Directive:
From the records below, reproduce verbatim the lines starting with the one containing "tower in the image above." and continuing through the one containing "[[587, 119, 614, 169]]".

Dataset entries:
^^^^^^^^^^^^^^^^

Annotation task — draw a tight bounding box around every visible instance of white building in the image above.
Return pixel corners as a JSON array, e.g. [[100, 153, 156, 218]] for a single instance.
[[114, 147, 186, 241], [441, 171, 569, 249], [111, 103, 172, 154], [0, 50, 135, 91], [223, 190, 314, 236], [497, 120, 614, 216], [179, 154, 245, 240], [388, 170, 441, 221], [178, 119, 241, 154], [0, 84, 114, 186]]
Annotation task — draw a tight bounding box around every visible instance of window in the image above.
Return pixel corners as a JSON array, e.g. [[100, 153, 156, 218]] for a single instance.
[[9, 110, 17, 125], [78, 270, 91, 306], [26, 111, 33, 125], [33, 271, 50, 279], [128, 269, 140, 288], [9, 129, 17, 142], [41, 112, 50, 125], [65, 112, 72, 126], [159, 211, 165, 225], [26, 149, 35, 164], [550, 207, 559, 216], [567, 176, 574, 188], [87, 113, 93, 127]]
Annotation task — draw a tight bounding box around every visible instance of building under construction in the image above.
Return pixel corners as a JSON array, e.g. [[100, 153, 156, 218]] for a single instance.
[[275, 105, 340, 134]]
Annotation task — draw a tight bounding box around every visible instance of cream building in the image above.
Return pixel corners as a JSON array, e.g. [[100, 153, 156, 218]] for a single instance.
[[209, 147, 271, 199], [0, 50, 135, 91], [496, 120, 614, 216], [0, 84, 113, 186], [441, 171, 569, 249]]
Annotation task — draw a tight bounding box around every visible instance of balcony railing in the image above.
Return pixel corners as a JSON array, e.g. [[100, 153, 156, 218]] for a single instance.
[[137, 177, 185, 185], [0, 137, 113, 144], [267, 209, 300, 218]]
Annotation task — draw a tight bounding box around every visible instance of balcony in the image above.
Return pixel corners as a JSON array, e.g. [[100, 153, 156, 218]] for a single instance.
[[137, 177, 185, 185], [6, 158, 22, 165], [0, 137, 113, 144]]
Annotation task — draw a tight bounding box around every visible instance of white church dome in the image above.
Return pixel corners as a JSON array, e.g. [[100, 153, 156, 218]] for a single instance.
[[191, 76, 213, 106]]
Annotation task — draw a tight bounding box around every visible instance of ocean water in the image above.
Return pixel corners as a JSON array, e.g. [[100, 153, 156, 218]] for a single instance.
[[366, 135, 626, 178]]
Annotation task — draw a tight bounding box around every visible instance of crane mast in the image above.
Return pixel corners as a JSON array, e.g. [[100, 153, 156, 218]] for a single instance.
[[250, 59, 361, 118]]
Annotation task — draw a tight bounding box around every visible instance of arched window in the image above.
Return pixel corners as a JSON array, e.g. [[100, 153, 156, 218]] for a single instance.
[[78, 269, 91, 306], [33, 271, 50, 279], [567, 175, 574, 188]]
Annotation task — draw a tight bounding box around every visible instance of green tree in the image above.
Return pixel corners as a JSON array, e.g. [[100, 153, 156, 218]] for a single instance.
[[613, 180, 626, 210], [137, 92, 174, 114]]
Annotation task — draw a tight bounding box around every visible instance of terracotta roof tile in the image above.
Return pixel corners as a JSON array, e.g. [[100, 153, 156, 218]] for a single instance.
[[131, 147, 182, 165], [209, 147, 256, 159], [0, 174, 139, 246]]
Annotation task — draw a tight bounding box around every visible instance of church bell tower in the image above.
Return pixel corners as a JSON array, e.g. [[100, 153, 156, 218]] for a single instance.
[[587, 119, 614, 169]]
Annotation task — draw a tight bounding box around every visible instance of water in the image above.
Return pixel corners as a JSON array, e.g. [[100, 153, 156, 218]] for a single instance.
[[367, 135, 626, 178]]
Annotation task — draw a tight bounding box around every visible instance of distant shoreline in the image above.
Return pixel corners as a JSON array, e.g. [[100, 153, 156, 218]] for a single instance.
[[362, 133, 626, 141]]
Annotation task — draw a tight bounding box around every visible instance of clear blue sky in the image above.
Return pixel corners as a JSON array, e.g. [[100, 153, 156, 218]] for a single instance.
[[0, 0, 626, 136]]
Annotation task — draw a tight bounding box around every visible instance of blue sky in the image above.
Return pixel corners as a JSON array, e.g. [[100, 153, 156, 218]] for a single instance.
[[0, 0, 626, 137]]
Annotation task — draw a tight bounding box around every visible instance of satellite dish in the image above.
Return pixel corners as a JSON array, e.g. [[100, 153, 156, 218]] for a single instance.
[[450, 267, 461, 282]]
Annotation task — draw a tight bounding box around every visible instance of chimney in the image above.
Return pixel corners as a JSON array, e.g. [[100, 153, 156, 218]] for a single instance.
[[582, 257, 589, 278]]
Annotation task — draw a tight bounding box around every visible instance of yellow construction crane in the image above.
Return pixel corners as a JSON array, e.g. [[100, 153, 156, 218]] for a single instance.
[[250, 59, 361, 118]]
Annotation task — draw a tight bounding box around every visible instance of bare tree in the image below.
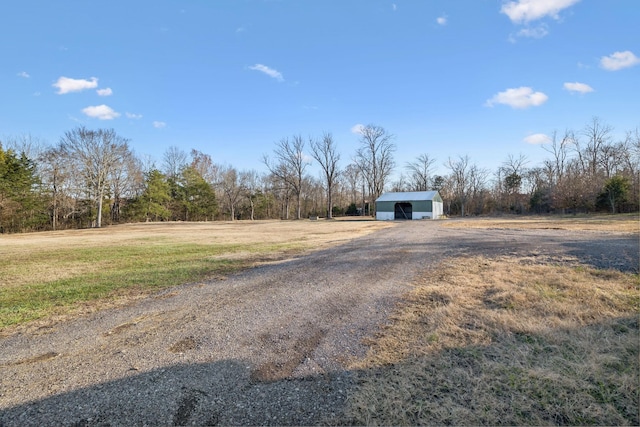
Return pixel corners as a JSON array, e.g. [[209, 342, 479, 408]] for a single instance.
[[310, 133, 340, 219], [109, 151, 144, 222], [577, 117, 613, 177], [342, 163, 362, 204], [60, 126, 129, 228], [240, 170, 262, 221], [444, 156, 473, 216], [542, 130, 576, 184], [354, 125, 396, 215], [406, 153, 436, 191], [38, 146, 71, 231], [191, 150, 220, 185], [262, 135, 309, 219], [217, 166, 244, 221], [162, 145, 187, 180]]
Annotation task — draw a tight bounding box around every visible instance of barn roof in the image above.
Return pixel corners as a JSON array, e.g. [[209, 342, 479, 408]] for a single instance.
[[376, 191, 438, 202]]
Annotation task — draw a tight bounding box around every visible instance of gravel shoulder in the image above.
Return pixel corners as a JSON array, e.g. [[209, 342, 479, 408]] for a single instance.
[[0, 221, 639, 426]]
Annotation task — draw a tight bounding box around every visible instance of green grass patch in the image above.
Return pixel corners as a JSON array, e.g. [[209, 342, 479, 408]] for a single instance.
[[0, 240, 303, 329]]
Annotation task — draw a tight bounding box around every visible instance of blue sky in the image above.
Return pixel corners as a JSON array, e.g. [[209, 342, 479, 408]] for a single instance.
[[0, 0, 640, 178]]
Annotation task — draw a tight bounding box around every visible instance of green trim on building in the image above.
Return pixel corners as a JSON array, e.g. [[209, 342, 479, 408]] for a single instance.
[[376, 201, 432, 212]]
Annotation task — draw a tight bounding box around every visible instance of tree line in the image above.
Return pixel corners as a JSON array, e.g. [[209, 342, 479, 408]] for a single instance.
[[0, 117, 640, 232]]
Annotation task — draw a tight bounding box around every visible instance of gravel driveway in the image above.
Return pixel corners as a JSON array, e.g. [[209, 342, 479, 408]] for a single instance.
[[0, 221, 639, 426]]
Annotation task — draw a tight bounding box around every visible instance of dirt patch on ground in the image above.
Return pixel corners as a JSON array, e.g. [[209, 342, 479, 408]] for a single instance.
[[0, 221, 639, 426]]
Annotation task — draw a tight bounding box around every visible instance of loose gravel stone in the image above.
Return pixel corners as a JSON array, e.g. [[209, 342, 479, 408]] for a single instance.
[[0, 221, 639, 427]]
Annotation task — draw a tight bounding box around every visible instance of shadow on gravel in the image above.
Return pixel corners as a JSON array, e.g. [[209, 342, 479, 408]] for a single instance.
[[0, 360, 353, 427], [5, 316, 639, 427]]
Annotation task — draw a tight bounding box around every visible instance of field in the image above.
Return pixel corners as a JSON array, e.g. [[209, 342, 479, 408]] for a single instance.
[[0, 220, 389, 336], [0, 215, 640, 425]]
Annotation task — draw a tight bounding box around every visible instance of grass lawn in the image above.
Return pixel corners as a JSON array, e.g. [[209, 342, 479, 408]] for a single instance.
[[0, 221, 390, 333]]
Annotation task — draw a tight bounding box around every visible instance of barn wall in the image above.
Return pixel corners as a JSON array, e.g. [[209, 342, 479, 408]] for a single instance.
[[376, 211, 395, 221], [433, 202, 444, 219]]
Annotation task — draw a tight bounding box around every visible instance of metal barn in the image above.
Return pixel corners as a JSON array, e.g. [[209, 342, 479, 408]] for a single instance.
[[376, 191, 443, 221]]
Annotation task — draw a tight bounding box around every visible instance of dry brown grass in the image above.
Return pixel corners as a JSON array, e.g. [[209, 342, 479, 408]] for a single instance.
[[443, 214, 640, 233], [348, 257, 640, 425], [0, 220, 393, 335]]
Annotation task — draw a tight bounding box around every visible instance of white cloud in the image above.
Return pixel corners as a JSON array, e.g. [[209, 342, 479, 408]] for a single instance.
[[564, 82, 593, 93], [96, 87, 113, 96], [249, 64, 284, 82], [600, 50, 640, 71], [82, 104, 120, 120], [500, 0, 580, 23], [485, 86, 549, 109], [351, 123, 365, 135], [52, 77, 98, 95], [516, 24, 549, 39], [524, 133, 551, 144]]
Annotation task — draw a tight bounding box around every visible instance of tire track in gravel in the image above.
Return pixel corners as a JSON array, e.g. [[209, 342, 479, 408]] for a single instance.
[[0, 221, 638, 426]]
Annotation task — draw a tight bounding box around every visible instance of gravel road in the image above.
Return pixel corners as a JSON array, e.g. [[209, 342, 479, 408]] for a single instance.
[[0, 221, 639, 426]]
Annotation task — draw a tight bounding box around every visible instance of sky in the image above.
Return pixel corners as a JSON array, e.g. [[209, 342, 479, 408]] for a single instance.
[[0, 0, 640, 179]]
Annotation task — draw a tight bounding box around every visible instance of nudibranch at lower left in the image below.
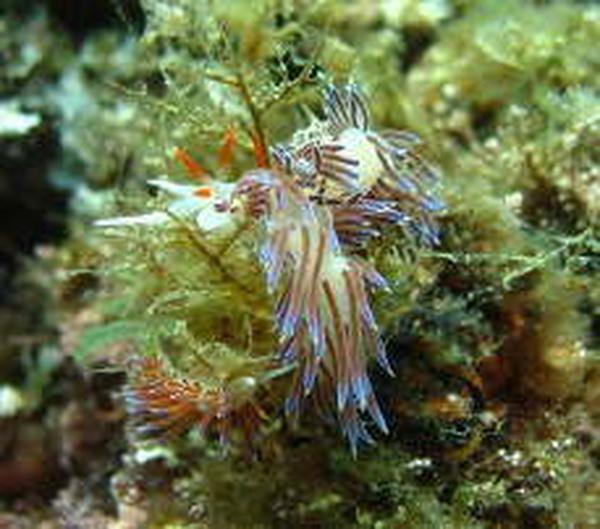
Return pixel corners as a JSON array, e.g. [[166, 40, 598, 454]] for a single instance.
[[97, 85, 444, 451]]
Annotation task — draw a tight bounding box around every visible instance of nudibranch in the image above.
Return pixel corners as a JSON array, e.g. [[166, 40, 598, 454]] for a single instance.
[[99, 85, 444, 451]]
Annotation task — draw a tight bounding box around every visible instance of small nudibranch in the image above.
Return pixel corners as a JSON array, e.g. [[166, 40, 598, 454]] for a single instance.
[[97, 85, 444, 451]]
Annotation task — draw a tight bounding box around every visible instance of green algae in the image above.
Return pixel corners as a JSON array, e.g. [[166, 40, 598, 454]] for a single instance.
[[1, 0, 600, 529]]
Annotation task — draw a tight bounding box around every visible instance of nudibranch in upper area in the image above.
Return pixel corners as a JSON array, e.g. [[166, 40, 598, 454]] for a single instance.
[[99, 85, 444, 451]]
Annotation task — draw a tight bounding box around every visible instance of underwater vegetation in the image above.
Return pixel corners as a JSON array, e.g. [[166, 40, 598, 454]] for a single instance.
[[97, 81, 443, 451], [0, 0, 600, 529]]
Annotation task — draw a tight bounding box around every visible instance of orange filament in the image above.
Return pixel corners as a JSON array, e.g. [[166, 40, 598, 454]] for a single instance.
[[217, 125, 237, 169], [194, 186, 213, 198], [173, 147, 208, 182]]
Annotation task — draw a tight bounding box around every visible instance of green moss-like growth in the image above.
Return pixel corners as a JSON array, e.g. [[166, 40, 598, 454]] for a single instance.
[[0, 0, 600, 529]]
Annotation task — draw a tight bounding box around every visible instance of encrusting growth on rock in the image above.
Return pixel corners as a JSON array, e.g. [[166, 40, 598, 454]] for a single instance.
[[97, 85, 444, 451]]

^^^^^^^^^^^^^^^^

Written solution:
Annotation task — draw a tight bounding box around every visible instance of church bell tower in the image above.
Return pixel corners as a JSON array, e.g. [[100, 153, 156, 218]] for a single instance.
[[587, 119, 614, 169]]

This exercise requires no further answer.